- YOUR INSTRUCTIONS
Determine which lines of the records include the word "album", and copy them.

- INPUT RECORDS

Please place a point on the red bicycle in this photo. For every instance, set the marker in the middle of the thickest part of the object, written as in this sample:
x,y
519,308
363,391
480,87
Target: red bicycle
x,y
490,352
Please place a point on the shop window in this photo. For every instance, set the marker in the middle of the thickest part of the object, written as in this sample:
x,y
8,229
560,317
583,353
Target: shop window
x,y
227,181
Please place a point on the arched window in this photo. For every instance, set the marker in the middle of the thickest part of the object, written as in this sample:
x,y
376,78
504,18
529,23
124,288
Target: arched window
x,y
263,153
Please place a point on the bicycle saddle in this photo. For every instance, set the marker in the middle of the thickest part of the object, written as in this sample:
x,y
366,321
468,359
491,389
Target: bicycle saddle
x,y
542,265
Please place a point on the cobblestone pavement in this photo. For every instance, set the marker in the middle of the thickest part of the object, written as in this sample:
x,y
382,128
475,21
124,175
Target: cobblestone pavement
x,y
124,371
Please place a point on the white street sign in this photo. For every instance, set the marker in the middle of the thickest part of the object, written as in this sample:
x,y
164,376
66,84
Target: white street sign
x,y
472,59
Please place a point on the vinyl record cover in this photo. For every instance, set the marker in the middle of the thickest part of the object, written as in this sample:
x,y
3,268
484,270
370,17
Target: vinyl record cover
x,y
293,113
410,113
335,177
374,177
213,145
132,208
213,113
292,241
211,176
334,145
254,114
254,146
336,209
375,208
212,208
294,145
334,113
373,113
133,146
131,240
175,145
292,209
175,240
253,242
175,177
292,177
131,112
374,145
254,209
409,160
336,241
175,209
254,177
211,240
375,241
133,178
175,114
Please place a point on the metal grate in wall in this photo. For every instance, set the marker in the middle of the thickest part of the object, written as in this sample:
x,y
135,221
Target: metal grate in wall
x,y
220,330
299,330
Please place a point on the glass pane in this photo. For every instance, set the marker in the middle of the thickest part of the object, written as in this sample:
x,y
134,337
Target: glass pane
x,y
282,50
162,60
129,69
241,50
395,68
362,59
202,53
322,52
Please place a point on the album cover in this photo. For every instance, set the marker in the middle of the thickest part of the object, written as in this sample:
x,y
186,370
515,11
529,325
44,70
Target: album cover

==

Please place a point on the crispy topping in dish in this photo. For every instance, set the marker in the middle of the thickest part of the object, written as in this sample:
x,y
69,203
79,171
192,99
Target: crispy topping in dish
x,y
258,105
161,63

- PROBLEM SOLUTION
Please place a point on the album cover in this photo. For every instance, set the marker in the middle of the thickest part of the object, written as in this sample:
Target: album cover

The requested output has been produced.